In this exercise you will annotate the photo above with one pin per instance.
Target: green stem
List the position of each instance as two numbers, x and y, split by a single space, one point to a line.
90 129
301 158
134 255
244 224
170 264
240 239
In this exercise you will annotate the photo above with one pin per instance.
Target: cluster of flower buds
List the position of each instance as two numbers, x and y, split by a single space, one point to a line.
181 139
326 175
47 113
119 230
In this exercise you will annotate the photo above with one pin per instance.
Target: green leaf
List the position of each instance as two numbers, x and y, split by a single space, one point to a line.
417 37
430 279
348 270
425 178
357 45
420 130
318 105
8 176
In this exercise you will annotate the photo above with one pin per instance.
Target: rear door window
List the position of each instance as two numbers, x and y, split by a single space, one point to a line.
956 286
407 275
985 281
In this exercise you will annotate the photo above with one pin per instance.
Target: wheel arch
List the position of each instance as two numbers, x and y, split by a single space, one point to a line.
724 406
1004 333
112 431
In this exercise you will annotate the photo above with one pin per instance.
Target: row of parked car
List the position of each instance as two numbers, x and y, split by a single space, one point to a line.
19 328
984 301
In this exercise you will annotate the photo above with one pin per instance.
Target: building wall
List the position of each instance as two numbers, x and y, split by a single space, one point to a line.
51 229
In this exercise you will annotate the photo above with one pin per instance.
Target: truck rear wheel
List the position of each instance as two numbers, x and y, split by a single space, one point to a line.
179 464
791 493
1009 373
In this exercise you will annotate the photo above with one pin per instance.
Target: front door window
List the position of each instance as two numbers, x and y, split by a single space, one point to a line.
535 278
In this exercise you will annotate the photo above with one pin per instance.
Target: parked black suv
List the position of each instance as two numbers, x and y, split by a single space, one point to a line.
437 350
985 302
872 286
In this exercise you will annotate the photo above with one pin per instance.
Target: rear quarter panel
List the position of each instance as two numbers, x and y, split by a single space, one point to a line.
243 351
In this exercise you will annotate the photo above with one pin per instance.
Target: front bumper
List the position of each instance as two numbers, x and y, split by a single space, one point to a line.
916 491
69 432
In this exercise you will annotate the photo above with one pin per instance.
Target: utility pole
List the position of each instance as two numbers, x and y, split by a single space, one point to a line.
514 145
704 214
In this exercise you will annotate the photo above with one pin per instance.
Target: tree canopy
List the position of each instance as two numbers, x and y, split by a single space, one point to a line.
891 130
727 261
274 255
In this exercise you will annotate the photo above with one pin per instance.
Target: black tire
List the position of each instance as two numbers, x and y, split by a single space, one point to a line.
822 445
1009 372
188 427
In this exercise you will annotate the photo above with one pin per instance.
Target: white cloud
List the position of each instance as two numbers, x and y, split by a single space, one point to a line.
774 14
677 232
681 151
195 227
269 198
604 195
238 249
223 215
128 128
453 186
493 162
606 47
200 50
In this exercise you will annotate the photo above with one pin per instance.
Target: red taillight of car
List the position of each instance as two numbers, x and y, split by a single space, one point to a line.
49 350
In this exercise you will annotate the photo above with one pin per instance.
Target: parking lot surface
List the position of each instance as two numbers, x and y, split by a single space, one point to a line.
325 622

________________________

Return the listing word for word.

Answer space >>
In this exercise you will annotate the photo above with one pin per instance.
Target: green stem
List the position of each instance as two numbers, x and y, split by a single space, one point to a line.
90 129
301 158
134 255
244 224
170 264
240 239
In this exercise you will annotate the photo above with one pin per instance.
Target: cluster of flower buds
List the position of each instance as two numbers, x and y, split by a single space, one point to a line.
181 139
326 175
47 113
119 230
In this exercise you will annotate the photo above with one pin per instance.
Target: green leaf
List the position of each instance as two numbers, x and y, split by a single space, one point to a line.
417 37
430 279
348 270
425 178
357 45
420 130
318 105
8 176
In this exercise you will annotate the photo above with one pin per instance.
Target: rear door window
List the position of each instance as two numbers, x and y, split by a single space, one point to a line.
956 286
407 275
985 281
In this exercise you will annotate the photo above with one pin per instance.
Target: wheel arch
List the position of each instance as two numbers, x and y, split by a single space, one point to a line.
724 406
1004 333
112 431
In this exercise you will annotate the photo above with one pin per instance.
Target: row of parked car
List the position of each instance as two numbers, x and y, split by a single space, one point to a line.
19 328
984 301
In this exercise you will annotate the photo above with one pin per instance.
Target: building wall
List the position of each instance as two numbers, x and y, split by a single space, one point to a line.
51 229
In this exercise you will annotate the photo above with one pin per instance.
Target: truck rear wheel
List the position of each instance as two numbers, x and y, split by a single space, one point to a line.
179 464
791 493
1009 373
In this exercise you will annotate the photo above with one pin per instance.
Target: front door window
List the position of each instance as two numbers, x and y, split by a single space, one point to a line.
535 278
In this exercise you will annotate the photo above with one pin per instance.
Target: parked black suv
List the position of each instance as two numbers, x and y, split by a single space, one point to a line.
437 350
985 302
872 286
In this exercise you will annotate the photo above with one pin per instance.
Target: rear quarter panel
List the position of each instance as two numbers, x and y, split by a single space, one point to a line.
243 351
In this exercise you will annotate the photo above with one pin per instance.
Target: front bumper
List the position of each instance as two numbers, x and y, split by a single space, one point to a line.
916 491
69 432
In this exercise you will annotate the photo above with one pin per instance.
Target: utility pole
List the position of each instance as two numbers, x and y, split by a single space, one point to a line.
514 145
704 214
In this exercise you will annotate the photo above with one pin per instance.
Target: tree canopy
List the position of each instance as two numbers, x and y, split by a single space, one point to a line.
891 130
727 261
274 255
In this exercise you will annotate the photo above with one pin per instance.
Target: black tire
List the position of each instance as two numbers, x and y, split by a single space, one point to a line.
822 445
1009 372
188 427
In this exercise you will annotate the photo above with one pin per instance.
Target: white cloud
List the position of each instance as two numbers, x and y, split by a single space, one point to a line.
774 14
677 232
681 151
195 227
269 198
604 195
238 249
223 215
128 128
453 186
493 162
606 47
200 50
In this exercise you will annotate the photo above with one pin per instance.
Target: red taillight of car
List the position of each instance as two numbers, x and y, split by a single space, one point to a line.
49 350
In this exercise you will annotate the photo above with one pin per instance.
Target: parking lot surface
List the position of each instance as two numbers, x and y, split by a single space, one point to a line.
325 622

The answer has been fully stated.